> Direction: Rewrite the stretch from the line containing "Annotate the dark" through the end of the records below as a numbered list, dropping any blank lines. Leave the pictures out of your answer.

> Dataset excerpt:

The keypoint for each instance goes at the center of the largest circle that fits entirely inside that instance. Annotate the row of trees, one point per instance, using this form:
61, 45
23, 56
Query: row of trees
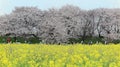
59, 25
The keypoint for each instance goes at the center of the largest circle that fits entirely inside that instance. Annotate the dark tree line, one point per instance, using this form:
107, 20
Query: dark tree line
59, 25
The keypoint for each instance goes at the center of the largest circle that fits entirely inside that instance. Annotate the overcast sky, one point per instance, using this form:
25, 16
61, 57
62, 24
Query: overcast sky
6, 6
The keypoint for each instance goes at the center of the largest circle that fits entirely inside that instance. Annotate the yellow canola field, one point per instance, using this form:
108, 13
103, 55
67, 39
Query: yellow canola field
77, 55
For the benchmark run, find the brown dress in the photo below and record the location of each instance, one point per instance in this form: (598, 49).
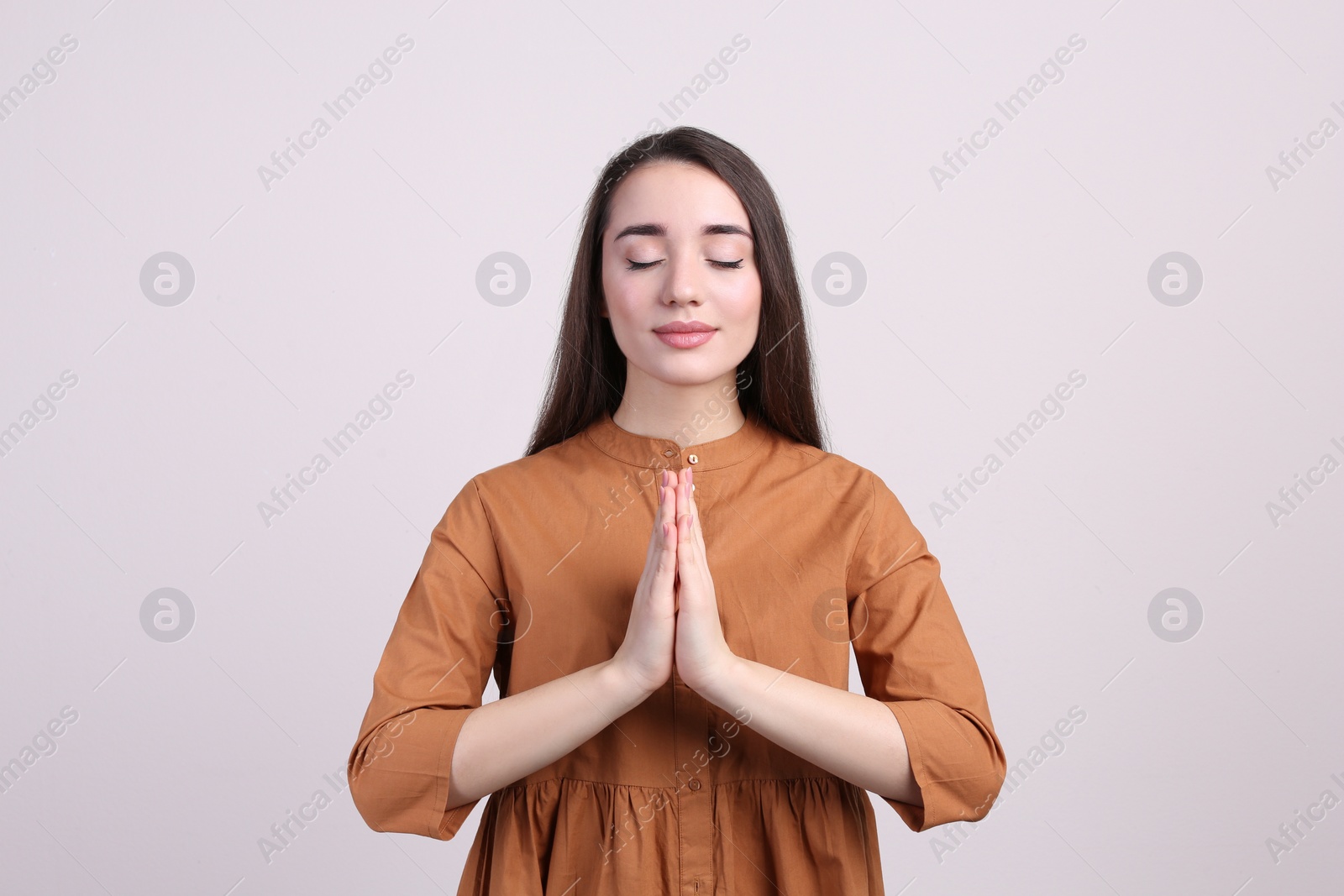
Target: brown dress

> In response:
1. The keypoint for each instance goes at the center of the largest circle that fits entirely inside that instance. Annotate the dark tree line, one point per instance, using this form:
2. 107, 20
3. Query: dark tree line
4. 59, 25
5. The keypoint for each instance goes at the center of the largest circle that fits entirely inside that instance. Annotate the overcast sky, one point per instance, using this form:
6. 25, 16
7. 61, 57
8. 62, 24
9. Query: overcast sky
10. 6, 6
11. The keypoint for each instance goes at the center of the largest circle that fits entirely inside that instance. Annotate the yellow canola field, one point per instance, using this form:
12. 108, 13
13. 103, 55
14. 67, 39
15. Query: yellow canola field
16. 77, 55
17. For the benchmark run, find the brown dress in the photo below and record the location of each instance, one point per instance in this form: (598, 49).
18. Target: brown dress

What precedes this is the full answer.